DATA TO PROCESS

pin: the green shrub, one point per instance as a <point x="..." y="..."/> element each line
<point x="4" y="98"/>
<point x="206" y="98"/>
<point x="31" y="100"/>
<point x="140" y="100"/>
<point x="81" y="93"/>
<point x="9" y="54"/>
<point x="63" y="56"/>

WHAT TO PRODUCE
Give back every line of the data exactly as it was written.

WRITTEN ANSWER
pin: the green shrub, one point per instance as a <point x="..." y="..."/> element each line
<point x="4" y="98"/>
<point x="206" y="98"/>
<point x="31" y="100"/>
<point x="140" y="100"/>
<point x="81" y="93"/>
<point x="9" y="54"/>
<point x="63" y="56"/>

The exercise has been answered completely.